------ The data
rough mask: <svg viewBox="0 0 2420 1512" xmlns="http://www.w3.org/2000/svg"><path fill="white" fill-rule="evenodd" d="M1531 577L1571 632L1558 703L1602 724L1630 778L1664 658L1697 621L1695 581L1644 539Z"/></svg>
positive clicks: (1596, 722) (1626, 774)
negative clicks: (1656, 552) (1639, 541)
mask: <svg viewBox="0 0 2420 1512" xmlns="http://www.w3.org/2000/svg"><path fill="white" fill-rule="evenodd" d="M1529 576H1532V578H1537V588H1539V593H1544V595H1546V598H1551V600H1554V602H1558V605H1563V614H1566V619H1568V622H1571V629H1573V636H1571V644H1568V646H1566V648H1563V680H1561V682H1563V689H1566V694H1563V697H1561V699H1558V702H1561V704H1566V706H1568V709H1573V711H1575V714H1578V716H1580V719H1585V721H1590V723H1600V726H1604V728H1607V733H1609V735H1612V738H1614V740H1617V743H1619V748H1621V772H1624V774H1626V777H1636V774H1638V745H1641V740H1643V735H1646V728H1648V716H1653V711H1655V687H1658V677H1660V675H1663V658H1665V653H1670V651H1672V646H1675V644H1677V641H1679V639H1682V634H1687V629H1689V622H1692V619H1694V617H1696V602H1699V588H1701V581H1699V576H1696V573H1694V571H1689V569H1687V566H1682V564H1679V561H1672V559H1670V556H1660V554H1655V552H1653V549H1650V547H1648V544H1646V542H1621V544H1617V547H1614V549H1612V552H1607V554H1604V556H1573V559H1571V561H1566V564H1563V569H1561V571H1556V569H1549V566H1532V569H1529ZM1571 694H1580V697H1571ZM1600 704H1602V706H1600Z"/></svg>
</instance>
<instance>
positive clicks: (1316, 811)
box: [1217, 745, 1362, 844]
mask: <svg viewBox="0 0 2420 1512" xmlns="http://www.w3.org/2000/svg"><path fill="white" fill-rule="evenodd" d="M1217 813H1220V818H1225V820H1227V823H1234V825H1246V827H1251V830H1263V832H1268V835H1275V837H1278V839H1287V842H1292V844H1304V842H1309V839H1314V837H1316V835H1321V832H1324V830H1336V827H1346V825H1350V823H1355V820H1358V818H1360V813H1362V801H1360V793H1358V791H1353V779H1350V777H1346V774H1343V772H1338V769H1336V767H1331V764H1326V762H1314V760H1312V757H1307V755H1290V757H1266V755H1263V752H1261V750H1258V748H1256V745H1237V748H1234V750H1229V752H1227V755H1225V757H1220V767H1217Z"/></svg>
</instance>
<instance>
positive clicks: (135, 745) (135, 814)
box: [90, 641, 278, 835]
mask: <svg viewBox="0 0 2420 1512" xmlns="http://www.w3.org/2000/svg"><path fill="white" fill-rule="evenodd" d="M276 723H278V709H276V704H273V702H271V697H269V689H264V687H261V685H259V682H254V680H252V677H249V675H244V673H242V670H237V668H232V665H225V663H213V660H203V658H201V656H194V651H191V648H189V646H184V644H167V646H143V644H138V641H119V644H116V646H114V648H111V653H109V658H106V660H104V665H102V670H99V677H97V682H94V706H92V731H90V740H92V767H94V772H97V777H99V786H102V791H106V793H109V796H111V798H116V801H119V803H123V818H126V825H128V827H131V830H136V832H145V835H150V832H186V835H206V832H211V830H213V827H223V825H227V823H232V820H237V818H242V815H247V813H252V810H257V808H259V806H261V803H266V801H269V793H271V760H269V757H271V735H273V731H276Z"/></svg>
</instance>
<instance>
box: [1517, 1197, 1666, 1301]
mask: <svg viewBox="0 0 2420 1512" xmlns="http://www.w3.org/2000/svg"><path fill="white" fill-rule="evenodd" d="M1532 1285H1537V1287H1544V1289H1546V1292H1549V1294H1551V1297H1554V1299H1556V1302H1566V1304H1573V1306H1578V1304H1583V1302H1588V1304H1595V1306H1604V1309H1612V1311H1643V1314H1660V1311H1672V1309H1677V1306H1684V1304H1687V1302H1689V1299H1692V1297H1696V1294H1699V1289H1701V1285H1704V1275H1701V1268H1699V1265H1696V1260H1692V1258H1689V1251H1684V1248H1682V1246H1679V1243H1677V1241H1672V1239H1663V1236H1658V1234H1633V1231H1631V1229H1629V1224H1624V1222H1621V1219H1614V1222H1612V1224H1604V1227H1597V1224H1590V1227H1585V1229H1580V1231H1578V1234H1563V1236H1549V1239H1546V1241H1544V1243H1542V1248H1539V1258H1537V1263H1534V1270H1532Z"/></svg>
------------
------ The data
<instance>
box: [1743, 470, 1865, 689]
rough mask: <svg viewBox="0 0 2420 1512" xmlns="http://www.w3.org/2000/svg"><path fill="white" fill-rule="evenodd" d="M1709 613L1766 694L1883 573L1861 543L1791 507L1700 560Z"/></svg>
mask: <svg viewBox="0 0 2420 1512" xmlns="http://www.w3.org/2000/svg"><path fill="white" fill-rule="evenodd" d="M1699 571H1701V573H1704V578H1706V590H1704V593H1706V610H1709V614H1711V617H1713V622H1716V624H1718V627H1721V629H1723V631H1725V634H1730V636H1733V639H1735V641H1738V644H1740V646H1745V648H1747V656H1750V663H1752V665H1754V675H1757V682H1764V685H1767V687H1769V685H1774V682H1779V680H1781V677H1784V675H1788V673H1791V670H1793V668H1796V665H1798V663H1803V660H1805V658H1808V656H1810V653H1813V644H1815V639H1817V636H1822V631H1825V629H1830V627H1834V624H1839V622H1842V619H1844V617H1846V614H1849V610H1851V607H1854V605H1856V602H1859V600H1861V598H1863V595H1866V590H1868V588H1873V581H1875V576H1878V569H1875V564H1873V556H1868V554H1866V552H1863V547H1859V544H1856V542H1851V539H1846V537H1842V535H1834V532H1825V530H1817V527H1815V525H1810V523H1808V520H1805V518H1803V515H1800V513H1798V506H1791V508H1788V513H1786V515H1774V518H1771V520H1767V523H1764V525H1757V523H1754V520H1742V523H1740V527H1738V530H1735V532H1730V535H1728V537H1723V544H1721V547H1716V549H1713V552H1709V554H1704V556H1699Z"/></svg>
------------
------ The data
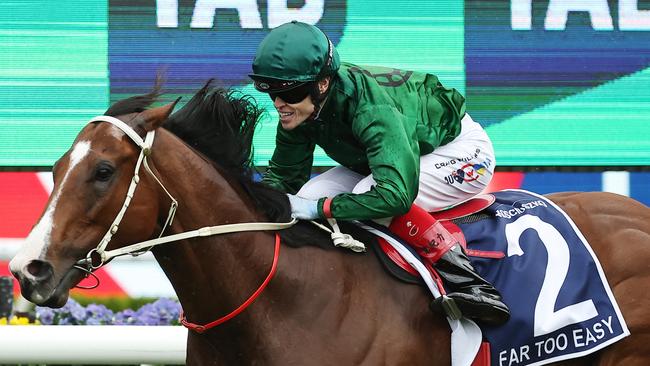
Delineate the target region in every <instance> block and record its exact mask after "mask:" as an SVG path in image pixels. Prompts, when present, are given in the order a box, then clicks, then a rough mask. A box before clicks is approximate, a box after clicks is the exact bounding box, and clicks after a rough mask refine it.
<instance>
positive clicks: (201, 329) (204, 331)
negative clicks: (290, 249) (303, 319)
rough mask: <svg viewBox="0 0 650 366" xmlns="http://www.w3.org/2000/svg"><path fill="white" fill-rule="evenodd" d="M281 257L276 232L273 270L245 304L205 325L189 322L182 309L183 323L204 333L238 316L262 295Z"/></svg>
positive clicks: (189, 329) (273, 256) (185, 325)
------------
Going back over the entries above, copy word for word every line from the one that has "577L1571 632L1558 703L1602" on through the one that has "positive clicks: (135, 745) (135, 814)".

rough mask: <svg viewBox="0 0 2420 1512" xmlns="http://www.w3.org/2000/svg"><path fill="white" fill-rule="evenodd" d="M1531 577L1571 632L1558 703L1602 724L1630 778L1664 658L1697 621L1695 581L1644 539Z"/></svg>
positive clicks: (1596, 722) (1626, 774)
negative clicks: (1656, 552) (1639, 541)
mask: <svg viewBox="0 0 2420 1512" xmlns="http://www.w3.org/2000/svg"><path fill="white" fill-rule="evenodd" d="M1529 576H1532V578H1537V588H1539V593H1544V595H1546V598H1551V600H1554V602H1558V605H1563V614H1566V619H1568V622H1571V629H1573V636H1571V644H1568V646H1566V648H1563V680H1561V682H1563V689H1566V694H1563V697H1561V699H1558V702H1561V704H1566V706H1568V709H1573V711H1575V714H1578V716H1580V719H1585V721H1590V723H1600V726H1604V728H1607V733H1609V735H1612V738H1614V740H1617V743H1619V748H1621V772H1624V774H1626V777H1636V774H1638V745H1641V740H1643V735H1646V728H1648V716H1653V711H1655V687H1658V677H1660V675H1663V658H1665V653H1670V651H1672V646H1675V644H1677V641H1679V639H1682V634H1687V629H1689V622H1692V619H1694V617H1696V602H1699V588H1701V581H1699V576H1696V573H1694V571H1689V569H1687V566H1682V564H1679V561H1672V559H1670V556H1660V554H1655V552H1653V549H1650V547H1648V544H1646V542H1621V544H1617V547H1614V549H1612V552H1607V554H1604V556H1573V559H1571V561H1566V564H1563V569H1561V571H1556V569H1549V566H1532V569H1529ZM1571 694H1580V697H1571ZM1600 704H1602V706H1600Z"/></svg>
</instance>
<instance>
positive clicks: (1316, 811)
box: [1217, 745, 1362, 844]
mask: <svg viewBox="0 0 2420 1512" xmlns="http://www.w3.org/2000/svg"><path fill="white" fill-rule="evenodd" d="M1217 813H1220V818H1225V820H1227V823H1234V825H1246V827H1251V830H1263V832H1268V835H1275V837H1278V839H1287V842H1292V844H1304V842H1309V839H1314V837H1316V835H1321V832H1324V830H1336V827H1346V825H1350V823H1355V820H1358V818H1360V813H1362V801H1360V793H1358V791H1353V779H1350V777H1346V774H1343V772H1338V769H1336V767H1331V764H1326V762H1314V760H1312V757H1307V755H1290V757H1266V755H1263V752H1261V750H1258V748H1256V745H1237V748H1234V750H1229V752H1227V755H1225V757H1220V767H1217Z"/></svg>
</instance>
<instance>
positive clicks: (135, 745) (135, 814)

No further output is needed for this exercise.